> What you need to do
Where the word "rifle" shows up in the entries below, please copy the whole line.

[Records from a data collection]
════════════════════

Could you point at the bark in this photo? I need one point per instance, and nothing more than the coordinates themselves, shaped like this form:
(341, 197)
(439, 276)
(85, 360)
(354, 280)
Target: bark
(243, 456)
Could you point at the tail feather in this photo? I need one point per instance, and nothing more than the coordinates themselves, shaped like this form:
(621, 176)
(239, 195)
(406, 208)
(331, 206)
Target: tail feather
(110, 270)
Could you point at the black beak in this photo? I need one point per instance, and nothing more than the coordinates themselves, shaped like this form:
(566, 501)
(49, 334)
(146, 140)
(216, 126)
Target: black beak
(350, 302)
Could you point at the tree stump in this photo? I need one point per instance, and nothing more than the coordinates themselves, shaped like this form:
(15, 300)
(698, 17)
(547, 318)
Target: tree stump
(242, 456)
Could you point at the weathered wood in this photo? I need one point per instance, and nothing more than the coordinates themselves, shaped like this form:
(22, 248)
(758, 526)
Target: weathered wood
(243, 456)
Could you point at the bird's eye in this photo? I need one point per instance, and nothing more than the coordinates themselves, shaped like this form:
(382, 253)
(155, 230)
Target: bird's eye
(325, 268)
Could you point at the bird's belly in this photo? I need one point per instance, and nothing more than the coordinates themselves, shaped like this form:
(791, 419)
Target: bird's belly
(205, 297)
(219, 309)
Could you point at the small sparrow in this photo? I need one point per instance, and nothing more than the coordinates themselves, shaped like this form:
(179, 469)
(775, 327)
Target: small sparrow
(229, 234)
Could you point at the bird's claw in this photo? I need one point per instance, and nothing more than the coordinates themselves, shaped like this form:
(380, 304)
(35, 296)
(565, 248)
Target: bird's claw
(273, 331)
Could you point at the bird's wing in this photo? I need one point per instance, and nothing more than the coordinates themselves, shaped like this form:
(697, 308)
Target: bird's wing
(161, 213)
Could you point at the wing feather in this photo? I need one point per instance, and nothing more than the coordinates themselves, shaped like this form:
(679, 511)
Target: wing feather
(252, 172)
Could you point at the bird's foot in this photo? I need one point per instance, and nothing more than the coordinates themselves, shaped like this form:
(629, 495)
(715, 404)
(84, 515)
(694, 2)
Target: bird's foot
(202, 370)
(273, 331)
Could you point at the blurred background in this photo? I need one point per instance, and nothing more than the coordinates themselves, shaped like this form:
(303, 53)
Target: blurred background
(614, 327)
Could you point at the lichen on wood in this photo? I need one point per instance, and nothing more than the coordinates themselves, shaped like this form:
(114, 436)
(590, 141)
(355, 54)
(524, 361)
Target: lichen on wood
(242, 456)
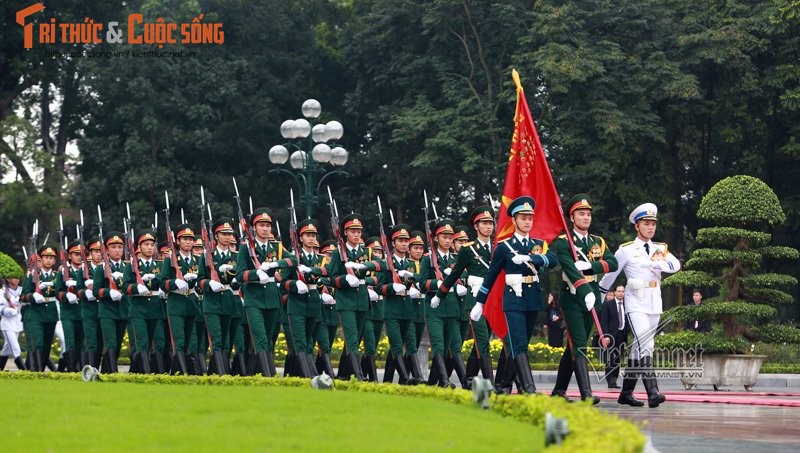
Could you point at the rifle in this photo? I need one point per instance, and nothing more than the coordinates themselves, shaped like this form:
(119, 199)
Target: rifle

════════════════════

> Answer box
Could you point at the rifle in this photo? I need one point per instance, and nothing more than the coordinates themselves, shaped like this form:
Target: rifle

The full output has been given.